◆ Task directions: Extract the lines of the listing verbatim, from the line containing "of the painting" through the last line of the listing, both included.

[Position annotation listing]
>>>

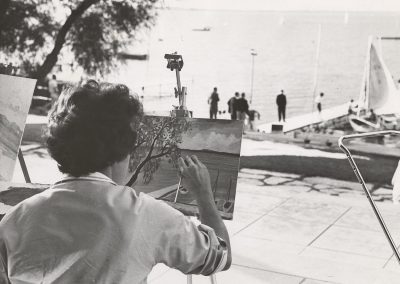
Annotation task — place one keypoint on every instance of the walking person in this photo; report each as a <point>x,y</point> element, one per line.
<point>53,88</point>
<point>253,114</point>
<point>281,103</point>
<point>232,105</point>
<point>242,107</point>
<point>318,101</point>
<point>213,102</point>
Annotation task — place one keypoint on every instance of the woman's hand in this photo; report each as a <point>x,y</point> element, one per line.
<point>195,176</point>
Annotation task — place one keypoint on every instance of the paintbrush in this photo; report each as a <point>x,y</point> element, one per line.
<point>177,190</point>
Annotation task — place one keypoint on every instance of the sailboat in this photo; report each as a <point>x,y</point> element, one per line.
<point>378,92</point>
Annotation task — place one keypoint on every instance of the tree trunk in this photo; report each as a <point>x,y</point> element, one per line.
<point>4,4</point>
<point>52,58</point>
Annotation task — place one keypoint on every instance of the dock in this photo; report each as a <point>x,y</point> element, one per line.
<point>300,121</point>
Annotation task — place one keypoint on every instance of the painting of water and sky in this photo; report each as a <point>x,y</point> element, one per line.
<point>162,140</point>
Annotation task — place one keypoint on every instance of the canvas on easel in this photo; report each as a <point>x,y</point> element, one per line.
<point>162,140</point>
<point>15,99</point>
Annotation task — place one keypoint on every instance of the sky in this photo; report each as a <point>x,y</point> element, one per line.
<point>287,5</point>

<<<

◆ The result:
Annotation task — place one keypoint on every instance of the painting of water and sky in this photo; report each as a <point>x,y</point> element, one per line.
<point>162,140</point>
Annotation task — place one keypoint on every instance of the canvas on easel in this photo; report each as a <point>x,y</point> element, one per line.
<point>162,140</point>
<point>15,99</point>
Annotation task — place one keypoint on every instance of the sky in this photo; report each as a <point>x,y</point> element, one per line.
<point>287,5</point>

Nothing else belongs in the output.